§ Directive A: Please transcribe the body language passage between "Ever think about" and "or convey inconsistencies.", inclusive.
§ Directive B: Pick up the body language passage after its last sentence and keep writing.

___ Document passage

Ever think about how your body language may impact how others see you? Or how body language, our emotions, and our reactions can be telltale signs of past trauma and pain? 

This week, I’m talking to Janine Driver, a former federal law enforcement investigator who spent 16 years at the Department of Justice training agents at the FBI, CIA and ATF. Her deep understanding of body language has enabled her to outsmart gun runners and murders, and to help people like you and me became more aware of behaviors that may send the wrong message or convey inconsistencies.  

Janine’s own childhood trauma inspired her work in this field, and has informed a lifelong journey of learning to understand why we often react the way we do, and how to recognize and recalibrate those reactions. Her work goes well beyond body language and actually has inspired her to understand on a deeper emotional level what may drive our body language and reactions in the first place. Fear and anger are big ones, and Janine talks very candidly about the impact those emotions have had on her life, and how she has learned to cope with them.

______
___ Stored rows

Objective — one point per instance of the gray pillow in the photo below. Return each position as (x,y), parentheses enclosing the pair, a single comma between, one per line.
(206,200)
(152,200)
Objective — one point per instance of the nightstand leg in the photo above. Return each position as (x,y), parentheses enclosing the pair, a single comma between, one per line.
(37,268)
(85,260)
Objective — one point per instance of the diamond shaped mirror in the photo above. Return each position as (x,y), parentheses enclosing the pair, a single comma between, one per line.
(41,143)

______

§ Task answer A:
Ever think about how your body language may impact how others see you? Or how body language, our emotions, and our reactions can be telltale signs of past trauma and pain? 

This week, I’m talking to Janine Driver, a former federal law enforcement investigator who spent 16 years at the Department of Justice training agents at the FBI, CIA and ATF. Her deep understanding of body language has enabled her to outsmart gun runners and murders, and to help people like you and me became more aware of behaviors that may send the wrong message or convey inconsistencies.

§ Task answer B:
She’s taken everything she’s learned about body language and behavioral science and created the Body Language Institute, and is the author of two best-selling books “You Can’t Lie to Me” and “You Say More Than You Think”.

Both books are available via the links, and if you order from She Said/She Said via Amazon, we’ll get a small kick back with no additional charge to you. I will include a link to a bonus chapter in this week’s She Said/She Said Newsletter. Sign up via the link on the website — you won’t want to miss it! 

I think you’ll be truly inspired by Janine’s passion, her candor, and her willingness to share such vulnerability with us.  And, you’ll pick up a few important tips on handshakes, shoulder shrugs, and crossed arms in the process! 

 

Illustrating a version of “the steeple”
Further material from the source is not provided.